:: Extrait source ::

Que dira le pape François aux assemblées européennes  à Strasbourg le 25 novembre prochain ?

Une question que beaucoup se posent,  d'autant  que le pape François n'a encore rien dit   sur le sujet , et cela à un moment où  l'Europe se trouve  en pleine crise, voire au bord de la guerre.

Beaucoup de chrétiens  attendent  ( ou  craignent ) que le  Saint Père  suive la doxa qui fut si longtemps celle des  bourgeoisies  catholiques  de l' Europe occidentale, voire de  son épiscopat  :  qu'il encense la  construction européenne,  grand projet chrétien   de l'après-guerre auquel il importerait seulement de donner un supplément d'âme.  Une doxa largement reprise par la Conférence des évêques européens et les conférence nationales,  notamment par celle de France.

Ses prédécesseurs  n'ont pas été totalement exempts de ce genre de rhétorique, à l'exception de Jean Paul II  qui , tout en saluant les efforts de rapprochement  des peuples d'Europe,  a toujours pris garde de préciser que le Saint-Siège n'avait pas vocation à se prononcer  sur la forme institutionnelle que devait prendre   ce rapprochement.

Que cette doxa soit réductrice , une connaissance fine de l'histoire nous le confirme. Aux  premiers pas de la construction européenne , ont contribué certes des démocrates-chrétiens comme le célèbre trio : Schuman, Adenauer , De Gasperi  -  mais ces trois hommes étaient  unis par d'autres liens  que leur catholicisme ; les trois étaient nés , avant 1914,  en terre germanique :  outre Adenauer en Rhénanie, Schumann en Lorraine, alors annexée au Reich de Bismarck, De Gasperi dans le  Haut-Adige, alors  autrichien.  Rien ne dit qu'ils approuveraient la tournure qu'a prise depuis lors la construction européenne, en particulier Adenauer qui établit  au soir de sa vie  un partenariat  privilégié avec  Charles de   Gaulle, catholique et européen lui aussi, mais qui avait une toute autre conception du projet :  tous deux mirent au point, malgré l'opposition de Jean Monnet  et des Américains, l'admirable traité de réconciliation franco-allemand du 23 janvier  1963.

:::
:: Données ::

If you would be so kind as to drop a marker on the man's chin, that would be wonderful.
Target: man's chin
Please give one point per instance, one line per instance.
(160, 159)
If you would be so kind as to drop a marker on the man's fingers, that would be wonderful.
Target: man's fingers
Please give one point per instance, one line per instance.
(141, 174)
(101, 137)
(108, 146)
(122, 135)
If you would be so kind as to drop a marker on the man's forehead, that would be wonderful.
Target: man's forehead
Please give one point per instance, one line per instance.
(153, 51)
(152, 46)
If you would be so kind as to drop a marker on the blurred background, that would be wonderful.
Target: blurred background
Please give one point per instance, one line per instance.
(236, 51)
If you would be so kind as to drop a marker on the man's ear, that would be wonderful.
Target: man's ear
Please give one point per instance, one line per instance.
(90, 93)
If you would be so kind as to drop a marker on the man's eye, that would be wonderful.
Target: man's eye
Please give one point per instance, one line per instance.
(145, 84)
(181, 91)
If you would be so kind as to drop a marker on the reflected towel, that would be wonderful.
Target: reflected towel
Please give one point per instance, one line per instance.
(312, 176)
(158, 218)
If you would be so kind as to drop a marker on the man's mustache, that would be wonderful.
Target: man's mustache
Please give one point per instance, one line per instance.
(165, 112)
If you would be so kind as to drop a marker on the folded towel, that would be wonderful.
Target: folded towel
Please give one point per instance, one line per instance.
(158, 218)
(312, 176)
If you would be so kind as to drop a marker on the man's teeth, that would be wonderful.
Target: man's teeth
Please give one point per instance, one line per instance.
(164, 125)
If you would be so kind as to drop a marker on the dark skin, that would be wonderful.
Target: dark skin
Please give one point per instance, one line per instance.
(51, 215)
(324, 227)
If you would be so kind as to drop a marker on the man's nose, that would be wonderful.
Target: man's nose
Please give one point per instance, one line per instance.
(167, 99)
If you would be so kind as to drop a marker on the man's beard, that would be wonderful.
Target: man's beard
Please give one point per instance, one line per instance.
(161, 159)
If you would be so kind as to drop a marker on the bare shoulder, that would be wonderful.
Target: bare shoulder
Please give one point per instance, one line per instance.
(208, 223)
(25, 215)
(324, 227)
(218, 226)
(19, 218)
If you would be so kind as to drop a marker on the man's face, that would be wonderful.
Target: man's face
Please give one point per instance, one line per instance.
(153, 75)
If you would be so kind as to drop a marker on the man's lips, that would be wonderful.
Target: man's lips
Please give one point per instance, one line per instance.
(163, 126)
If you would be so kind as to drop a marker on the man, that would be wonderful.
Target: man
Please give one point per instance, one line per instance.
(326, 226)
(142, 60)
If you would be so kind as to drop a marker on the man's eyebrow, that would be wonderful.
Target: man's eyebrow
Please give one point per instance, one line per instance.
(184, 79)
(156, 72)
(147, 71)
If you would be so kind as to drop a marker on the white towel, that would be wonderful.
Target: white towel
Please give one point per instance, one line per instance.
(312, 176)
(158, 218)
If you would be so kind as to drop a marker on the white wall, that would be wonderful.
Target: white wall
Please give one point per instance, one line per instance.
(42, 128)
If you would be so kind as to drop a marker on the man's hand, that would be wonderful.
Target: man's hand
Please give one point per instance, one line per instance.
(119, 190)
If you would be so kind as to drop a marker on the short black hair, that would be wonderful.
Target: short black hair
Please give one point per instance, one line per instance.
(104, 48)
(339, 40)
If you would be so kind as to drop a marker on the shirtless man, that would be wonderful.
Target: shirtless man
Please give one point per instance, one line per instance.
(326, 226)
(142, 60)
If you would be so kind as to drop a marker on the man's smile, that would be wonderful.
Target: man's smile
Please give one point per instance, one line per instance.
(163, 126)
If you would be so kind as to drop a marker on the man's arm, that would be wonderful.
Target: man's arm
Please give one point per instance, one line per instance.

:::

### Objectif énoncé
Citez intégralement, sans la moindre modification, l'extrait consacré au discours attendu du pape François devant les assemblées européennes.

### Résultat
Que dira le pape François aux assemblées européennes  à Strasbourg le 25 novembre prochain ?

Une question que beaucoup se posent,  d'autant  que le pape François n'a encore rien dit   sur le sujet , et cela à un moment où  l'Europe se trouve  en pleine crise, voire au bord de la guerre.

Beaucoup de chrétiens  attendent  ( ou  craignent ) que le  Saint Père  suive la doxa qui fut si longtemps celle des  bourgeoisies  catholiques  de l' Europe occidentale, voire de  son épiscopat  :  qu'il encense la  construction européenne,  grand projet chrétien   de l'après-guerre auquel il importerait seulement de donner un supplément d'âme.  Une doxa largement reprise par la Conférence des évêques européens et les conférence nationales,  notamment par celle de France.

Ses prédécesseurs  n'ont pas été totalement exempts de ce genre de rhétorique, à l'exception de Jean Paul II  qui , tout en saluant les efforts de rapprochement  des peuples d'Europe,  a toujours pris garde de préciser que le Saint-Siège n'avait pas vocation à se prononcer  sur la forme institutionnelle que devait prendre   ce rapprochement.

Que cette doxa soit réductrice , une connaissance fine de l'histoire nous le confirme. Aux  premiers pas de la construction européenne , ont contribué certes des démocrates-chrétiens comme le célèbre trio : Schuman, Adenauer , De Gasperi  -  mais ces trois hommes étaient  unis par d'autres liens  que leur catholicisme ; les trois étaient nés , avant 1914,  en terre germanique :  outre Adenauer en Rhénanie, Schumann en Lorraine, alors annexée au Reich de Bismarck, De Gasperi dans le  Haut-Adige, alors  autrichien.  Rien ne dit qu'ils approuveraient la tournure qu'a prise depuis lors la construction européenne, en particulier Adenauer qui établit  au soir de sa vie  un partenariat  privilégié avec  Charles de   Gaulle, catholique et européen lui aussi, mais qui avait une toute autre conception du projet :  tous deux mirent au point, malgré l'opposition de Jean Monnet  et des Américains, l'admirable traité de réconciliation franco-allemand du 23 janvier  1963.